## Stated goal
Please print all of the material below, word for word.

--- START ---

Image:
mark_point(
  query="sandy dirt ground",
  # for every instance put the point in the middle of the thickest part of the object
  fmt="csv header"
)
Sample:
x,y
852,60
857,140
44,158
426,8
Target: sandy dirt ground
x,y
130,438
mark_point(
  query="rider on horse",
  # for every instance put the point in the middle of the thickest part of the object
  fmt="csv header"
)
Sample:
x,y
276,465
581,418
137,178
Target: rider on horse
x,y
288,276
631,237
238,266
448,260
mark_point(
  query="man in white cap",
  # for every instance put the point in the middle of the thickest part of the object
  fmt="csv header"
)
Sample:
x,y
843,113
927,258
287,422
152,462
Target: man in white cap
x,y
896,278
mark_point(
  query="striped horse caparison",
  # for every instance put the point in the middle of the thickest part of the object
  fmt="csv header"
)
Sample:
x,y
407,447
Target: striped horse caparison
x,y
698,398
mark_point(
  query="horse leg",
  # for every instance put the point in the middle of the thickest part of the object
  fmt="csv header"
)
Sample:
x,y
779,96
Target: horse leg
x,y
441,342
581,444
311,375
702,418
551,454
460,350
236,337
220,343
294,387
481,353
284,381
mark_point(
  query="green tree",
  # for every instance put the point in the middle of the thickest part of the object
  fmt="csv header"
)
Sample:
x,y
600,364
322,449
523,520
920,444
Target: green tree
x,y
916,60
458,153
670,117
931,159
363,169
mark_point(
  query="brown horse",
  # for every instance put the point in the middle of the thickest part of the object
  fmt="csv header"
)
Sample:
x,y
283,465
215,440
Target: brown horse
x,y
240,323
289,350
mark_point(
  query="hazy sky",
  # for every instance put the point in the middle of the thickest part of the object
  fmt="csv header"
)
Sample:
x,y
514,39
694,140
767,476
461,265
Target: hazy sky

--- END ---

## Worked solution
Image:
mark_point(
  query="sandy dirt ground",
  # for every instance put the point in the middle of the thickest part of the object
  fmt="csv header"
)
Sample:
x,y
852,60
857,140
44,158
426,8
Target: sandy dirt ground
x,y
130,438
mark_point(
  query="rider on horse",
  # for every instance put the point in the middle of the thickest part of the object
  fmt="csv header"
)
Sample:
x,y
276,465
581,418
137,178
Target: rider on horse
x,y
288,276
631,237
238,266
448,260
mark_point(
  query="man in white cap",
  # for every instance put the point in the middle of the thickest part of the object
  fmt="csv header"
)
Sample:
x,y
843,113
927,258
287,422
152,462
Target: man in white cap
x,y
896,278
mark_point(
  query="striped horse caparison",
  # for every instance put the point in the middle of the thickest part of the object
  fmt="csv header"
)
Sample:
x,y
407,447
Target: striped horse caparison
x,y
698,398
mark_point(
  query="horse leg",
  # for every instance put the point in the middle of the thickest part of the object
  fmt="csv header"
)
Sample:
x,y
779,96
Target: horse leg
x,y
441,342
581,444
311,375
702,418
551,454
460,350
236,337
220,343
294,387
481,353
284,381
mark_point(
  query="green tree",
  # for every instance put the point in the middle of the thickest part of the object
  fmt="csv header"
)
Sample:
x,y
600,364
322,449
523,520
920,444
Target: green tree
x,y
916,60
458,153
670,117
931,159
363,169
mark_point(
  query="brown horse",
  # for every instance put the point in the middle of the thickest part of the object
  fmt="csv header"
)
Sample:
x,y
283,465
215,440
Target: brown horse
x,y
240,323
289,350
mark_point(
  query="hazy sky",
  # for every instance put the point in the middle of the thickest part of the object
  fmt="csv header"
)
Sample:
x,y
514,39
694,140
767,476
461,265
Target: hazy sky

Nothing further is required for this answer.